── Input for this task ──

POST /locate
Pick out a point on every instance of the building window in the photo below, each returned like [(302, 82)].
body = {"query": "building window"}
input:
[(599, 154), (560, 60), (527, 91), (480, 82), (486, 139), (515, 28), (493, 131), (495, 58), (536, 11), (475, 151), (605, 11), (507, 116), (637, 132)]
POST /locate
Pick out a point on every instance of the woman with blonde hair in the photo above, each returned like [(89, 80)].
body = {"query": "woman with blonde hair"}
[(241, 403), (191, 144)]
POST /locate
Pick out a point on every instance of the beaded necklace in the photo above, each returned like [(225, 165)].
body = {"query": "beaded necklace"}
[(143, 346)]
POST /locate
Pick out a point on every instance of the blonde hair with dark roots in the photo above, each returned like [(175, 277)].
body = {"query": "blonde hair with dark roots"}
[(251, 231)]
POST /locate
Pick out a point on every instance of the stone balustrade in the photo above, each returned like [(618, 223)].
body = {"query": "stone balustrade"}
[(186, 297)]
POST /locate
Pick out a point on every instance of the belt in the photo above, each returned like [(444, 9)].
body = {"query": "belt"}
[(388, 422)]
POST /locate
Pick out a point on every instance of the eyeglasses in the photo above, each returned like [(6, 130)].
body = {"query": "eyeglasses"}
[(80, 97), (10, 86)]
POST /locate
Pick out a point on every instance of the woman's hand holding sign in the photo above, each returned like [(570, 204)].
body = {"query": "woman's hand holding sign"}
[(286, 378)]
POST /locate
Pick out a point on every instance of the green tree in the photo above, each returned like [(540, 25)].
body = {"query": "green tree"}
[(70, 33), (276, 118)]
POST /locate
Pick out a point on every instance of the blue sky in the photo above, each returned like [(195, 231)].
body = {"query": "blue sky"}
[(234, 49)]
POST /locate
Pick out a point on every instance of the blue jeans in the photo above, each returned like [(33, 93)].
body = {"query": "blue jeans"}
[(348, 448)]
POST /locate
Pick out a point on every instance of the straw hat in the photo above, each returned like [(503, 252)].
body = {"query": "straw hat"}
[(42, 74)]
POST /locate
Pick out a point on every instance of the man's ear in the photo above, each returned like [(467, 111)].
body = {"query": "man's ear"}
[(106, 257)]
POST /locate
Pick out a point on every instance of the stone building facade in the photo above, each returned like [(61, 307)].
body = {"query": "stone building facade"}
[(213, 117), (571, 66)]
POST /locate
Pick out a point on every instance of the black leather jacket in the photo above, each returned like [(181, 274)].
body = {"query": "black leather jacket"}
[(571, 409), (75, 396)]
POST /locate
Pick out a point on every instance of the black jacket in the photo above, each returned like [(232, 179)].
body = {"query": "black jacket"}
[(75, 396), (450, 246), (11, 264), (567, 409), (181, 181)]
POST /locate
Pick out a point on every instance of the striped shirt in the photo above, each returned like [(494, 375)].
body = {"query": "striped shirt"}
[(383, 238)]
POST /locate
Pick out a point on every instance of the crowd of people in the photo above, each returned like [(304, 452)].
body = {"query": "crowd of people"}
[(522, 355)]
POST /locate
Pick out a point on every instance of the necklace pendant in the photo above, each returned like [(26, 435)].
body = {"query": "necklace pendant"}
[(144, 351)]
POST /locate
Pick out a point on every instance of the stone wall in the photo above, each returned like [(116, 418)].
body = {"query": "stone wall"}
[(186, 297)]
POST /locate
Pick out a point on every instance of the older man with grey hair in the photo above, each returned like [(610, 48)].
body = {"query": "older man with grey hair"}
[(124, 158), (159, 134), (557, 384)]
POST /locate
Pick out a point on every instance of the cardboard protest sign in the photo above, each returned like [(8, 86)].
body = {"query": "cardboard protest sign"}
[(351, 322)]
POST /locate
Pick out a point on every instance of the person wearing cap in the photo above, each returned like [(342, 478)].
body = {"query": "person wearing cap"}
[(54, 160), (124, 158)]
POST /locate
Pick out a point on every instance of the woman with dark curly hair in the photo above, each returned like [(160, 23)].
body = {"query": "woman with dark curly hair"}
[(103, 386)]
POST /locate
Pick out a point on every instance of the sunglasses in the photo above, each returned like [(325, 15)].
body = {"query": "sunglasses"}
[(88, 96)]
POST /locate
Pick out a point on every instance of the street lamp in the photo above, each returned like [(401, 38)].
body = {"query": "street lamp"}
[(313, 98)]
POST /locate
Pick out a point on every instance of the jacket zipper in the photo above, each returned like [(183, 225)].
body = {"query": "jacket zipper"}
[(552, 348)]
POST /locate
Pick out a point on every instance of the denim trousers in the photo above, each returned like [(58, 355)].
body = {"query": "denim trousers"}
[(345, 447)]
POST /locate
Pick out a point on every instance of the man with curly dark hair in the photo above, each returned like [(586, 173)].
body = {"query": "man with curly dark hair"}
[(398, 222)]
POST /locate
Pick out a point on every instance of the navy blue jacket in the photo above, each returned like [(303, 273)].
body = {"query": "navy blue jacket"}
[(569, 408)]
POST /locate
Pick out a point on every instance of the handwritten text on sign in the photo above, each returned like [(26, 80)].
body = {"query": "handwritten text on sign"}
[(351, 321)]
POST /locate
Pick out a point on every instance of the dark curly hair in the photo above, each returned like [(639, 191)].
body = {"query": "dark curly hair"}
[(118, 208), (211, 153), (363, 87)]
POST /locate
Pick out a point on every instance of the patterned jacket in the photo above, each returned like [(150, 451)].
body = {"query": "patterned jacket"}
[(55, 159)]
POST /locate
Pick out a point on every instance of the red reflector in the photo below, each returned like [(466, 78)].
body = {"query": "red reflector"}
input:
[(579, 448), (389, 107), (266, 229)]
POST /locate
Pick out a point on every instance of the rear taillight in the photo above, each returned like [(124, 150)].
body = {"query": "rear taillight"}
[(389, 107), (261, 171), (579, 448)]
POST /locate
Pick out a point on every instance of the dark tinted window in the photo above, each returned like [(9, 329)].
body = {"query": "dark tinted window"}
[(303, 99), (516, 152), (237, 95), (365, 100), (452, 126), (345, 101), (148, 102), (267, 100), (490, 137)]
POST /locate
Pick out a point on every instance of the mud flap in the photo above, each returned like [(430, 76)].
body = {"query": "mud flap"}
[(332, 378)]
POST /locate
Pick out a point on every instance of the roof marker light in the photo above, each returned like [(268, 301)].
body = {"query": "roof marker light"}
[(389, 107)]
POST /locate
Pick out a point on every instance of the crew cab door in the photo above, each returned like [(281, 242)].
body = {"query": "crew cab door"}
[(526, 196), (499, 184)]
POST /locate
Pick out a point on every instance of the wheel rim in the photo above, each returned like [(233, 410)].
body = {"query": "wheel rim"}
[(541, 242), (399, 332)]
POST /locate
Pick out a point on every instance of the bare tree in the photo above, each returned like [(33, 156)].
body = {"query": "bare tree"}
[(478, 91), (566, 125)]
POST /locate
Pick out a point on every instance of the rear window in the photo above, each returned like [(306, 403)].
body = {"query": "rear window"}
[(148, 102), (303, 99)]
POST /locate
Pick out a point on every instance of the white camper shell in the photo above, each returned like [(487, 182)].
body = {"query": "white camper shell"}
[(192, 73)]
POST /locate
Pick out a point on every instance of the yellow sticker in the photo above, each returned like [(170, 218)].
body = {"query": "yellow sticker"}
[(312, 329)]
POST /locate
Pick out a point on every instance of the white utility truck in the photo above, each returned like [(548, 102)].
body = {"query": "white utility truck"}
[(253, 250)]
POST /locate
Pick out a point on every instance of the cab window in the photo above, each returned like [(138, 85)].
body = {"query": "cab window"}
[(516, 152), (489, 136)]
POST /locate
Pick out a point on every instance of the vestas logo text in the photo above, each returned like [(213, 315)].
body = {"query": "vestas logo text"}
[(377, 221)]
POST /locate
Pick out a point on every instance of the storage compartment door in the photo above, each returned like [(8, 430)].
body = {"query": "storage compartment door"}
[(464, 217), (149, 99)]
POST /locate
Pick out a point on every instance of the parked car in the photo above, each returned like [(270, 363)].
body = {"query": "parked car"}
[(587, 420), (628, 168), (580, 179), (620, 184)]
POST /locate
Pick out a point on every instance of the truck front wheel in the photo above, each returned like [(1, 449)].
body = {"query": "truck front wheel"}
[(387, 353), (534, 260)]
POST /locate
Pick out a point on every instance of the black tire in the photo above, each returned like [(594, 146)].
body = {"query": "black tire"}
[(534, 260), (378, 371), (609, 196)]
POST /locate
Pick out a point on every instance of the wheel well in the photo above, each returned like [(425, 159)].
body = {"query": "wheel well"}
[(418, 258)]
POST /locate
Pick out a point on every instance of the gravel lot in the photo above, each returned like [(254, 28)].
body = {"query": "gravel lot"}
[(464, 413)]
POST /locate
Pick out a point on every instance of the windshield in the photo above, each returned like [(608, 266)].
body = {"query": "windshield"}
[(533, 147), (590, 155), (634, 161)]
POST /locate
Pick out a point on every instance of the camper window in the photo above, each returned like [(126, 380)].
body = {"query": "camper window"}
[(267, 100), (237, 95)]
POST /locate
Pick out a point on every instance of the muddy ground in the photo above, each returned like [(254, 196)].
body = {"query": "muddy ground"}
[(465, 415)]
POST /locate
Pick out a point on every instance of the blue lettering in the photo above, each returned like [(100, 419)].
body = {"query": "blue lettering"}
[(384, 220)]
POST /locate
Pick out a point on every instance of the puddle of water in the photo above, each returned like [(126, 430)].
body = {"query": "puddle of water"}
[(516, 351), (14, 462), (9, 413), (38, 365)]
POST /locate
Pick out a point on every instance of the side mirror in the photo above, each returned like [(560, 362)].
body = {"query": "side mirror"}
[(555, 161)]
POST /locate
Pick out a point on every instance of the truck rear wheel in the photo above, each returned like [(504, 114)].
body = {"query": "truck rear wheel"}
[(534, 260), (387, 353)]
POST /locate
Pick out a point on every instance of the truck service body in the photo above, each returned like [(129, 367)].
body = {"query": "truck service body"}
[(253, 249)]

───

Return, unchanged, the lines of the records above that run from the first line through the line containing "[(241, 403), (191, 144)]", with both of those lines included.

■ **Finished exercise**:
POST /locate
Pick out a point on every instance of the building window in the photo below, each returned like [(302, 82)].
body = {"query": "building window"}
input:
[(599, 154), (560, 60), (527, 91), (480, 82), (486, 139), (515, 28), (493, 131), (495, 58), (536, 11), (475, 151), (605, 11), (507, 116), (637, 132)]
POST /locate
Pick out a point on every instance of the woman with blonde hair in the photo above, each returned like [(89, 80)].
body = {"query": "woman with blonde hair"}
[(241, 403), (191, 144)]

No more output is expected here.